(Required action):
Where a line below holds the string "sign", count it; then give the total without any other words.

[Referring expression pointing data]
++++++++++++++++++++

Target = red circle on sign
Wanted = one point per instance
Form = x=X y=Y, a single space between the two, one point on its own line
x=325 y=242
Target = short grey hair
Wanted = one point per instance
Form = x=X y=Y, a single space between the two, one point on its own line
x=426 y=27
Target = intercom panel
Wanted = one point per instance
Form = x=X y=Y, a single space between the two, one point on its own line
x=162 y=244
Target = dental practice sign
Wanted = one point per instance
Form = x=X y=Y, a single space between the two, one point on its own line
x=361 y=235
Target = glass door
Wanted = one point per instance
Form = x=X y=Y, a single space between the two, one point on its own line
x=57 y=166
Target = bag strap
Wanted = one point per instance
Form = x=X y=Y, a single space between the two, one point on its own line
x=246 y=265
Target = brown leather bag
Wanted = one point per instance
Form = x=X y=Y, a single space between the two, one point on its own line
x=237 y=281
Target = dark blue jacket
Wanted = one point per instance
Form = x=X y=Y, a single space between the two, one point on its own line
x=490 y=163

++++++++++++++++++++

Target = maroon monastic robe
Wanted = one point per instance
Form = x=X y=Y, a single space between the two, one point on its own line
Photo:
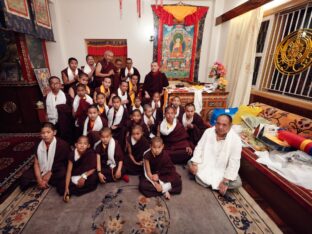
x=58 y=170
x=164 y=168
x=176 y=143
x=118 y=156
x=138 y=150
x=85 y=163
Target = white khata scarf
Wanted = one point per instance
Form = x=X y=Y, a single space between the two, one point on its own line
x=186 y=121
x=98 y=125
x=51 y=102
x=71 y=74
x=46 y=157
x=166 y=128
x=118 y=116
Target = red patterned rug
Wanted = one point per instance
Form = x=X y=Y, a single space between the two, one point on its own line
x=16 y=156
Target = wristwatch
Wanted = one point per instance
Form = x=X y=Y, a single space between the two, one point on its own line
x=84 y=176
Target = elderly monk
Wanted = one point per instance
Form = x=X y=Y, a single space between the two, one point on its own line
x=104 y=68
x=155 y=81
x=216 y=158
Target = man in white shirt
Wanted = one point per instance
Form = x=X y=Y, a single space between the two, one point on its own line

++++++++++++++++++++

(Finished exercise):
2